• _Reading passage_
•••••

Secretary of Defense Lloyd Austin returns to the United States Thursday after wrapping up his first tour across the African continent as Pentagon chief.

Austin started his tour in Djibouti, home to the primary U.S. military base on the African continent. There he met with Djiboutian leaders and Somalia’s president, whose forces, Austin said, had made more progress against the al-Shabab terror group in the past year than the previous five years combined. 

Austin then turned to Kenya, visiting a base in Manda Bay near the Somali border where a terrorist attack in 2020 killed three Americans. 

 

“Message here being very clear that the war on terror still remains top on the agenda of the American government,” said Vincent Kimosop, a policy analyst with Sovereign Insight. 

 

The American and Kenyan defense secretaries signed a five-year security agreement to support working together against their common terror threat. 

 

Austin also pledged $100 million in support of Kenyan security deployments, as Kenya prepares to lead a multinational peacekeeping mission to Haiti to combat gang violence. 

 

“Kenya is ready, Kenya is willing to lead that multinational peacekeeping force that will go to Haiti,” said Kenyan Cabinet Secretary of Defense Aden Duale.

 

Austin ended his trip on Africa’s western coast, becoming the first U.S. defense secretary to ever visit Angola. Officials of both nations are hopeful that Angola can dump Russia as its arms supplier and opt for American-made weapons.

•••••

• _Recorded data_
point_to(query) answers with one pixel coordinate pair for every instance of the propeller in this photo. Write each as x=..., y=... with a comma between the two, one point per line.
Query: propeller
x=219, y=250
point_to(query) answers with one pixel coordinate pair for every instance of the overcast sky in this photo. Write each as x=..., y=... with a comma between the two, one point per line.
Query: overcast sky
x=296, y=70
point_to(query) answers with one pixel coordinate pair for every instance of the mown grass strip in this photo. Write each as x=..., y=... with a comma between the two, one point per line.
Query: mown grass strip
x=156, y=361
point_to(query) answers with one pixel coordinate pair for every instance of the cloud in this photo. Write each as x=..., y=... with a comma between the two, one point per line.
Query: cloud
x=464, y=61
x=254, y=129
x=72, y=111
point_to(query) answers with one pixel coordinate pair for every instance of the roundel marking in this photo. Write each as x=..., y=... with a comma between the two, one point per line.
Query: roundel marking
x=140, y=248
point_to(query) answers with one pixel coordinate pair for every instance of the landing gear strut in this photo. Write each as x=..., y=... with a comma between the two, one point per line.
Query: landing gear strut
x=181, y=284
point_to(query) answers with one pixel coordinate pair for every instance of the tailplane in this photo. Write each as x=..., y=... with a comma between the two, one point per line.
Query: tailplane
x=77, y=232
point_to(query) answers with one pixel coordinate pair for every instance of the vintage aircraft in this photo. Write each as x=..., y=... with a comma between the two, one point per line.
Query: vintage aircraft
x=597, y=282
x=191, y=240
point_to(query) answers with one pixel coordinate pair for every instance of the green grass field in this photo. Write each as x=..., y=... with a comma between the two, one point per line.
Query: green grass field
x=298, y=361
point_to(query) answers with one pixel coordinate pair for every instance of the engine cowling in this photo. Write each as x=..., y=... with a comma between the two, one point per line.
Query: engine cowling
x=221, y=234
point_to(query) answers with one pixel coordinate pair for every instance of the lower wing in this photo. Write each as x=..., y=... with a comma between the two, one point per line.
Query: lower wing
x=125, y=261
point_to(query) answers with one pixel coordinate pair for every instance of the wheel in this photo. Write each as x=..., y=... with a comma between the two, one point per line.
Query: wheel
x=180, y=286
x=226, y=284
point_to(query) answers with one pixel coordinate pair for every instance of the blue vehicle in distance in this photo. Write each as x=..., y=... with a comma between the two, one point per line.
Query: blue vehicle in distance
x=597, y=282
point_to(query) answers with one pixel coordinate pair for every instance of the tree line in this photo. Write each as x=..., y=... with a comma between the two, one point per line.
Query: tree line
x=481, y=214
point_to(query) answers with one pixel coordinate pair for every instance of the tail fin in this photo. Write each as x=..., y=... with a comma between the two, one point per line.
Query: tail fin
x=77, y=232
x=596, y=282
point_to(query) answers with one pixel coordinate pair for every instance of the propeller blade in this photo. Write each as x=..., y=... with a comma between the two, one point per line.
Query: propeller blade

•••••

• _Exercise tasks_
[1] Answer these questions from the article on Defense Secretary Austin's Africa tour.
(a) Which country is home to the primary U.S. military base on the African continent?
(b) How much money did Austin pledge in support of Kenyan security deployments?
(c) Which country had never before been visited by a U.S. defense secretary until this trip?
[2] Write the next part of the article on Austin's Africa tour, picking up after its final sentence.
The records are drawn from a separate source and have no connection to the text.

• _Expected results_
[1]
(a) Djibouti
(b) $100 million
(c) Angola

[2]
“Africa deserves better than outsiders trying to tighten their grip on this continent,” Austin said. “Africa deserves better than autocrats selling cheap guns, pushing mercenary forces like the Wagner Group or depriving grain from hungry people all around the world.”

 

Austin called out African military juntas without naming Burkina Faso, Gabon, Mali or Niger. It was his most forceful rhetoric since the military removed Niger’s elected president from power in July. 

 

“When generals overturn the will of the people and put their own ambitions above the rule of law, security suffers — and democracy dies,” Austin said. “Militaries exist to defend their people, not to defy them. And Africa needs militaries that serve their citizens and not the other way around.” 

 

France decided this week to withdraw its military forces from Niger by the end of the year, and analysts say the U.S. could follow suit should the Nigerien military not return the elected government to power. 

 

“Niger has become the key hub, the key center of counterterrorism operations for the U.S. and France in the region,” said Bill Roggio of the Foundation for Defense of Democracies. “And if this is, if it’s cut back, or if it’s reduced, or if it’s ended, there is no other assets in the region that the U.S. can use.”

 

The U.S. has so far kept its forces in Niger, but the Pentagon has declined to conduct counterterror operations with Niger’s military.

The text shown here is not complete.